— Start Records to use —

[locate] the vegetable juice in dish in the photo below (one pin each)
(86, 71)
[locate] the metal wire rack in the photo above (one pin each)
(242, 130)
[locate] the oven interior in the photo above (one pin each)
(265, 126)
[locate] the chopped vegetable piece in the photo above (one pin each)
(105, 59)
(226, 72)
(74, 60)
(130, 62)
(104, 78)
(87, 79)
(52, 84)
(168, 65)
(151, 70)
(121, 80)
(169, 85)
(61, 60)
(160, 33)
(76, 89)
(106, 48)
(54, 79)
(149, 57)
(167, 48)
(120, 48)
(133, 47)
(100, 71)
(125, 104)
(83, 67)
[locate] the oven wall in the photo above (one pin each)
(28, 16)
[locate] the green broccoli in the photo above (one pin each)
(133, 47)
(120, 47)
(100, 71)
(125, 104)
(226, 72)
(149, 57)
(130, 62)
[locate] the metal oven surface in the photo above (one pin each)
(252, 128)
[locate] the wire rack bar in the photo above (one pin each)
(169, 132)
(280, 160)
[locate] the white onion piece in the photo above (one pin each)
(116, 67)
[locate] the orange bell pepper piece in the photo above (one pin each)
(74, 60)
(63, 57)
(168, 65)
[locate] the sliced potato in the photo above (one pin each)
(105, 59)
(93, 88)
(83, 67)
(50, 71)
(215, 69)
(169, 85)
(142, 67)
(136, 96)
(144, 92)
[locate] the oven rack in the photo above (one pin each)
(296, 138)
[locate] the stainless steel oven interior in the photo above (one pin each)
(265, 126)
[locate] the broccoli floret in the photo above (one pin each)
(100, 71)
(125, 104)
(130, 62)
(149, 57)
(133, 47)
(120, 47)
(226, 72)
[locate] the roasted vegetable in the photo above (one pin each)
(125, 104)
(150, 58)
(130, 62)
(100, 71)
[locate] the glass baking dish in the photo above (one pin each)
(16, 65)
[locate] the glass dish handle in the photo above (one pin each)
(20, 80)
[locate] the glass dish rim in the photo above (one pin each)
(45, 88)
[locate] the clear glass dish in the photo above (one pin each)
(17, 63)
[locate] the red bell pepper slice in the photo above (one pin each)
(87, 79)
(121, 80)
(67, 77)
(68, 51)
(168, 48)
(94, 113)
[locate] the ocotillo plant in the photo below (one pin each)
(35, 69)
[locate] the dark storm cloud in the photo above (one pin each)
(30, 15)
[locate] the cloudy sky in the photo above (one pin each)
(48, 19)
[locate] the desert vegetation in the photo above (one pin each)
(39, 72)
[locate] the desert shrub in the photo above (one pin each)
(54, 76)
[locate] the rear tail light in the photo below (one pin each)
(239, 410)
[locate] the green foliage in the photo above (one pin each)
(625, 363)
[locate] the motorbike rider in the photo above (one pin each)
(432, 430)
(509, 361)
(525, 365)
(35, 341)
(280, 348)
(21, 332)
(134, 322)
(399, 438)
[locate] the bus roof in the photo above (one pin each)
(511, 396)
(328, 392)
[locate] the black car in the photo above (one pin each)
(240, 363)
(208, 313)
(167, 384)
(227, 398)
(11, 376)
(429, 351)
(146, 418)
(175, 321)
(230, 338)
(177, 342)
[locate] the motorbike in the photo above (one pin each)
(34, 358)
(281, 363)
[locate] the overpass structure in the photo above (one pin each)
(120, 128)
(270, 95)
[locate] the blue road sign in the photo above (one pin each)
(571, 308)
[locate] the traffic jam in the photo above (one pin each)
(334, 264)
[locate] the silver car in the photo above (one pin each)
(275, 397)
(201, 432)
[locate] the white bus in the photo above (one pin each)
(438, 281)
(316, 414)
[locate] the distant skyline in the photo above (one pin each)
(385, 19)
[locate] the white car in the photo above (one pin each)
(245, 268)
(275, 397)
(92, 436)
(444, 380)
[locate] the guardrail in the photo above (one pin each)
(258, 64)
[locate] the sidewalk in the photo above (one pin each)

— End Records to use —

**Exercise goal**
Scale the listing from the line with "[locate] the red" through the end of the listing, both included. Reproduce every line, requests included, and multiply each coordinate in the answers by 1.25, rounding to whole numbers with halves rounded up.

**Written answer**
[locate] the red bell pepper slice in the photo above (one pin each)
(109, 99)
(151, 100)
(84, 96)
(85, 64)
(210, 60)
(118, 141)
[locate] the ocotillo plant in the photo below (one pin each)
(44, 86)
[locate] the dark storm cloud in the photo above (one pin each)
(38, 19)
[locate] the cloudy sky in the photo above (one pin each)
(60, 24)
[locate] the desert vegetation in the photo above (one pin each)
(49, 90)
[locate] the desert shrub in the photo above (one pin each)
(68, 95)
[locate] the rear tail light in the photo below (one pin each)
(299, 513)
[locate] the green foliage in the photo above (one pin each)
(781, 454)
[locate] the motorbike rider in the photo above (one pin each)
(540, 538)
(636, 451)
(656, 456)
(44, 426)
(350, 435)
(26, 415)
(168, 403)
(499, 548)
[locate] the bus roof in the photo above (one pin each)
(639, 495)
(410, 490)
[locate] the black car in the photo above (one pin each)
(300, 454)
(260, 391)
(209, 480)
(284, 498)
(14, 470)
(536, 439)
(183, 523)
(219, 401)
(288, 423)
(221, 428)
[locate] the motorbike in the photo above (one pin each)
(43, 448)
(351, 454)
[locate] the overpass structure in the photo above (one pin each)
(150, 160)
(338, 119)
[locate] the blue road sign in the photo above (one pin each)
(714, 385)
[locate] the traffic jam in the photo above (one pin each)
(418, 330)
[locate] the silver car in the photo above (one pin each)
(344, 496)
(251, 540)
[locate] the white bus in the photo above (one pin each)
(548, 351)
(395, 518)
[locate] the distant skyline in the photo above (one pin each)
(481, 24)
[locate] the white car in the photo above (one pin each)
(306, 335)
(344, 496)
(115, 545)
(555, 475)
[locate] the guardrail in the photo above (one pin each)
(323, 80)
[locate] the sidewalk in the photo above (one pin each)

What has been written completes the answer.